## [Problem to solve]
Only the lines holding the string "lamp" are needed; copy each of them from the data.

## [Saved entries]
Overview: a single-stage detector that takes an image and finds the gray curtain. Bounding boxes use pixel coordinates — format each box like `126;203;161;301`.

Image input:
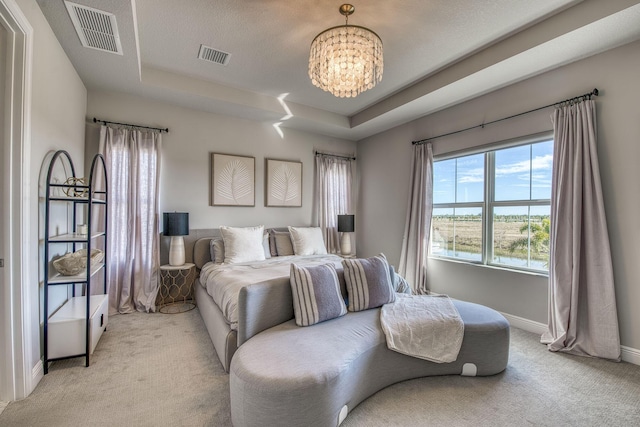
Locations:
541;100;620;360
399;143;433;294
99;126;162;314
314;155;353;254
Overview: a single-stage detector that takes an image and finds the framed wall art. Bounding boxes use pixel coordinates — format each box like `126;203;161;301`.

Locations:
265;158;302;207
210;153;255;206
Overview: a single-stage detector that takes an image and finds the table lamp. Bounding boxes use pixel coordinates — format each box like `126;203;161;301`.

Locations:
163;212;189;266
337;214;355;256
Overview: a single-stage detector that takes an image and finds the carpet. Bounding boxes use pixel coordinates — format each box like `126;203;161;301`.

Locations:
1;309;639;426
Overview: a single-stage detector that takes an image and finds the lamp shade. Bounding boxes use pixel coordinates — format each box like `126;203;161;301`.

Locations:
337;215;355;233
163;212;189;236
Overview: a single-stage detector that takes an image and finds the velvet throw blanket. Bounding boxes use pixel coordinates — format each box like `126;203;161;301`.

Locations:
381;294;464;363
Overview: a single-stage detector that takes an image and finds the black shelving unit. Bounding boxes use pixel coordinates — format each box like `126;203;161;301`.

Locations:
43;150;108;374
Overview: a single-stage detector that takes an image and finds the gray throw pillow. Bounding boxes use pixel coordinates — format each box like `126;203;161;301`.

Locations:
290;263;347;327
271;230;294;256
209;238;225;264
342;253;396;312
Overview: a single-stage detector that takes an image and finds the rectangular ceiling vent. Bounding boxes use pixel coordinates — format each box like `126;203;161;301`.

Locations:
198;45;231;66
65;1;123;55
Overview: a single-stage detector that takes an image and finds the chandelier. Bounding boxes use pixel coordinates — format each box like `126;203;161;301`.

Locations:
309;4;383;98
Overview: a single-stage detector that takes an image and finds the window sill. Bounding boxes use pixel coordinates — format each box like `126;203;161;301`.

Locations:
427;256;549;278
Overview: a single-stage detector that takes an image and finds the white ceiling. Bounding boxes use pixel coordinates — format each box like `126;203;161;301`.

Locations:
36;0;640;141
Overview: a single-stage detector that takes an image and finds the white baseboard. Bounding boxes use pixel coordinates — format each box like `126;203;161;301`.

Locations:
499;312;547;335
500;311;640;366
621;346;640;365
31;360;43;391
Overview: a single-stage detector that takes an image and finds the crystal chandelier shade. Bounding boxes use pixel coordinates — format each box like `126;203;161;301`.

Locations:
308;5;383;98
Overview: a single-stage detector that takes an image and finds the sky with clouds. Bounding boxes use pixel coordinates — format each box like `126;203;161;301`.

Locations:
433;140;553;209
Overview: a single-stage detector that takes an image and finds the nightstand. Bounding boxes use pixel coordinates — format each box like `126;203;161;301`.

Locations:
158;263;196;314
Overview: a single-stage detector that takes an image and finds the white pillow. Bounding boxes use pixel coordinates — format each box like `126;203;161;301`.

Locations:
219;225;266;264
288;226;328;256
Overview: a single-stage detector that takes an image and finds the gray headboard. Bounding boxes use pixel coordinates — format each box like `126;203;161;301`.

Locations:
161;227;293;270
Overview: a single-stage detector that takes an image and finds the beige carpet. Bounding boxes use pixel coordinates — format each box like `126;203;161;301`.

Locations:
1;308;639;426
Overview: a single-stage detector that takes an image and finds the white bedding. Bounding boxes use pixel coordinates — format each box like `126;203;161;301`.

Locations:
380;294;464;363
199;254;344;330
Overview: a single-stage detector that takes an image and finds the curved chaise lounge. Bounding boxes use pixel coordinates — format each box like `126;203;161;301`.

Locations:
230;291;509;427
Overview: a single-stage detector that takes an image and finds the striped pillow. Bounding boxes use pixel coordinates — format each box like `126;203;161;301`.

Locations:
342;254;396;312
290;263;347;327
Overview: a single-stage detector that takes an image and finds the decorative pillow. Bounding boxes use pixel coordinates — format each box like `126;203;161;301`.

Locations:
270;230;294;256
209;238;225;264
268;232;278;257
262;233;271;259
288;226;328;256
219;225;266;264
290;263;347;327
342;253;396;312
389;264;412;295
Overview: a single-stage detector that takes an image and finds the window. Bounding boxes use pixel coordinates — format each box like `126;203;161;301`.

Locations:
431;135;553;273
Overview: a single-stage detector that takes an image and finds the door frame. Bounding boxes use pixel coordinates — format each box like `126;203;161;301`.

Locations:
0;0;34;401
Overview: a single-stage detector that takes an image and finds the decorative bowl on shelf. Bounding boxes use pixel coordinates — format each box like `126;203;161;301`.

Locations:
52;249;104;276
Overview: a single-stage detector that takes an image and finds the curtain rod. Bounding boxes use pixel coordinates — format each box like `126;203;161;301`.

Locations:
315;151;356;161
93;117;169;133
412;88;599;145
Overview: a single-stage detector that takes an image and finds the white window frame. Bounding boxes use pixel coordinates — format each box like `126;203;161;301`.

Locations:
430;131;553;275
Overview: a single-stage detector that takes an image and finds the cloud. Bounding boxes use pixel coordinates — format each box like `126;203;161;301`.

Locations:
496;154;552;176
458;167;484;183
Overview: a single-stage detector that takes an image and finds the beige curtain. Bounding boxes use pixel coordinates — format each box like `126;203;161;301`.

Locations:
399;143;433;294
99;126;162;314
314;155;353;254
541;100;620;360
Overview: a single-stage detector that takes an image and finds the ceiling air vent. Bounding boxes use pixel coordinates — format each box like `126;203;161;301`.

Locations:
198;45;231;66
65;1;123;55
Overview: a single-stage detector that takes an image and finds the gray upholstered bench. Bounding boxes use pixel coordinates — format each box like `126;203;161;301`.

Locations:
230;299;509;427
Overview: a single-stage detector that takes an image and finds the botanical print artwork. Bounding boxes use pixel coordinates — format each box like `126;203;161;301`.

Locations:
211;153;255;206
265;159;302;207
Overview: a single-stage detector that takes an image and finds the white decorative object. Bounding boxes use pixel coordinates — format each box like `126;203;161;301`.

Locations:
169;236;186;266
77;224;88;237
210;153;255;206
53;249;104;276
340;233;352;256
309;4;383;98
265;159;302;207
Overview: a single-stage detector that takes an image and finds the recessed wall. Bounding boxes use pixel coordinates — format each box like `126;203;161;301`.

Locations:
85;90;357;231
357;40;640;351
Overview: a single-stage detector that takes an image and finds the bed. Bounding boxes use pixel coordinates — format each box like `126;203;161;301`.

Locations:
190;226;343;372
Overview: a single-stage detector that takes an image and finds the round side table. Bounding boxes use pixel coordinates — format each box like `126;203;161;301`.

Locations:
158;263;196;314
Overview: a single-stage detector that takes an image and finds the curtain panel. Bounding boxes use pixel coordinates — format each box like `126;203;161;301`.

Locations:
99;126;162;314
542;100;621;360
399;143;433;294
314;155;353;254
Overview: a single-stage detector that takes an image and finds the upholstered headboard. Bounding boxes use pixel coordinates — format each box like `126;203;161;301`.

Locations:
193;235;218;269
168;227;292;270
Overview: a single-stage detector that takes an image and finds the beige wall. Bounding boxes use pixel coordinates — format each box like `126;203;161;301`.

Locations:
14;0;87;379
85;90;357;231
357;40;640;351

## [Answer space]
Overview: a single-stage detector that takes an image and finds the table lamp. Bounding boxes use pixel coordinates — format each box like `126;203;161;301`.
Overview: a single-stage detector that takes an image and finds the lamp shade. Bounding boxes use pixel coordinates — format each box like `126;203;161;301`.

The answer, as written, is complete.